▶ Excerpt to read
----

The Edmonton Downtown Business Association unveiled three of six new businesses moving into retail space in the city's centre on Thursday during its annual Imagining Downtown luncheon. The unveiling came a day after a University of Alberta report examining Edmonton's streetfront retail space found one-third of it vacant and suggested a variety of methods to rejuvenate the core to draw more people to it.

Heather Thomson, the executive director of the Alberta School of Business's Centre for Cities and Communities and an author of the report, said a big part of why there are 496 spaces empty or for lease can be explained by the streamlining brick-and-mortar businesses have gone through.

"Thirty years ago, they may have needed 5,000 square feet and now it’s closer to 1,000 square feet," Thomson told reporters at the luncheon. "We just have too much space. It doesn’t mean the retailers aren’t successful."

The study, titled the Downtown Edmonton Streetfront Retail Report 2023, was put together with funding from the City of Edmonton's Downtown Vibrancy Fund, with the aim of providing updates on streetfront retail health, using insights from research and data to suggest solutions and to support the city's downtown vibrancy strategy by supplying adequate data and information.

----

▶ Dataset
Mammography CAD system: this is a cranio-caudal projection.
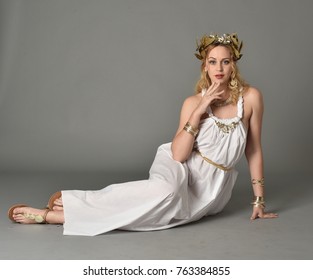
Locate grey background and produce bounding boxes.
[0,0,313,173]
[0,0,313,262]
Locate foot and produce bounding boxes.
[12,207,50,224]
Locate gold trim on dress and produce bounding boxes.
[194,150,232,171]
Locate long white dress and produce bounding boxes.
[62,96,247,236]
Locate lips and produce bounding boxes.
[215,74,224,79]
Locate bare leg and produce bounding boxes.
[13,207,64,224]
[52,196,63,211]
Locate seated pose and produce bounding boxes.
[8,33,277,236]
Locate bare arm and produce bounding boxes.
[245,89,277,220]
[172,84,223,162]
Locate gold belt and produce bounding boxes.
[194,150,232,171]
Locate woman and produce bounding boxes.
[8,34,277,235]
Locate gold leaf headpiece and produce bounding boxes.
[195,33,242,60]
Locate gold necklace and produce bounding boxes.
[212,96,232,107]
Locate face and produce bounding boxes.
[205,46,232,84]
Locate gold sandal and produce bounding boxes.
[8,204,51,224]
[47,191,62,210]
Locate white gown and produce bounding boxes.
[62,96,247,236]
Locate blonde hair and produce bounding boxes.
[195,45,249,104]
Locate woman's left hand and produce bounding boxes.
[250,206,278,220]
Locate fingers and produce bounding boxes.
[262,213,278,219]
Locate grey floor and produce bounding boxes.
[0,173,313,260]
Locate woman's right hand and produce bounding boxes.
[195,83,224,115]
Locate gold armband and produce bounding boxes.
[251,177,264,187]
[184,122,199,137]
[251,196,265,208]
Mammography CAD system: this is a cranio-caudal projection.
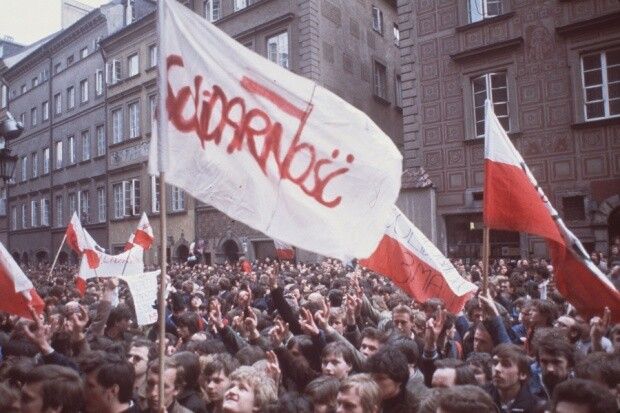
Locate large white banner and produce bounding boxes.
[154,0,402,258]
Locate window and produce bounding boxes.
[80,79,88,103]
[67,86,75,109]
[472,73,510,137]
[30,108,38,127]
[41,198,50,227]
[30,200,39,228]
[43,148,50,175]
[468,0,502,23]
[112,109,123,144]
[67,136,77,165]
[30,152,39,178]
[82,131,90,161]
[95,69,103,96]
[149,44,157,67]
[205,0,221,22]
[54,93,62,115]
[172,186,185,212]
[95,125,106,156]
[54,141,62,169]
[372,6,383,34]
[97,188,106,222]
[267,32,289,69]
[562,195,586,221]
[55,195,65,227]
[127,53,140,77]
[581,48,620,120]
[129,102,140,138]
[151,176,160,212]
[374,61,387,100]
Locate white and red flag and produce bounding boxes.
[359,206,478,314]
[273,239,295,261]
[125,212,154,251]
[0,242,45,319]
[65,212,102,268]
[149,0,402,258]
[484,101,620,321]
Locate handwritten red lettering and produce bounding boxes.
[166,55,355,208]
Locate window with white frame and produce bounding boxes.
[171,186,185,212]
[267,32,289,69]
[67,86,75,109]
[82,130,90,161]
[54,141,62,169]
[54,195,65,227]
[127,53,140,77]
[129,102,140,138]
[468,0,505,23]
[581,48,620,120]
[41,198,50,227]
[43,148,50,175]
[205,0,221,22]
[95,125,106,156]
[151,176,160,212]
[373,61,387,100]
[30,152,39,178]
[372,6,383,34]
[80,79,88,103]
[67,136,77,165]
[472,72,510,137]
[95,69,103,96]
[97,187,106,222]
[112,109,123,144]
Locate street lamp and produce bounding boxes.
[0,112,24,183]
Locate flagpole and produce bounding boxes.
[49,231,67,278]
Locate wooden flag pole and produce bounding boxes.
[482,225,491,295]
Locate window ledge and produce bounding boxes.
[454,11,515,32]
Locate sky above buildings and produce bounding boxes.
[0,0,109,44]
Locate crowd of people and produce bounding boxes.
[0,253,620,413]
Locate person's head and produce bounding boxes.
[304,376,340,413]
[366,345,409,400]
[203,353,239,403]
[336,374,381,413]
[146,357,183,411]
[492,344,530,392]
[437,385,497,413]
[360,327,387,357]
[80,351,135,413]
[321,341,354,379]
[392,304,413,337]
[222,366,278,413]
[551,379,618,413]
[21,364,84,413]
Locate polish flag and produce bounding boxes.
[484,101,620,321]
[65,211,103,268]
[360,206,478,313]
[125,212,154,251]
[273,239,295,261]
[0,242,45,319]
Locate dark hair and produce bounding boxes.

----

▶ Problem 1
In the article on downtown Edmonton retail, how many spaces does Heather Thomson say are empty or for lease?
▶ Problem 2
From the article on downtown Edmonton retail, set down the passage starting with "The Edmonton Downtown" and going on through "people to it.".

▶ Answer area 1
496

▶ Answer area 2
The Edmonton Downtown Business Association unveiled three of six new businesses moving into retail space in the city's centre on Thursday during its annual Imagining Downtown luncheon. The unveiling came a day after a University of Alberta report examining Edmonton's streetfront retail space found one-third of it vacant and suggested a variety of methods to rejuvenate the core to draw more people to it.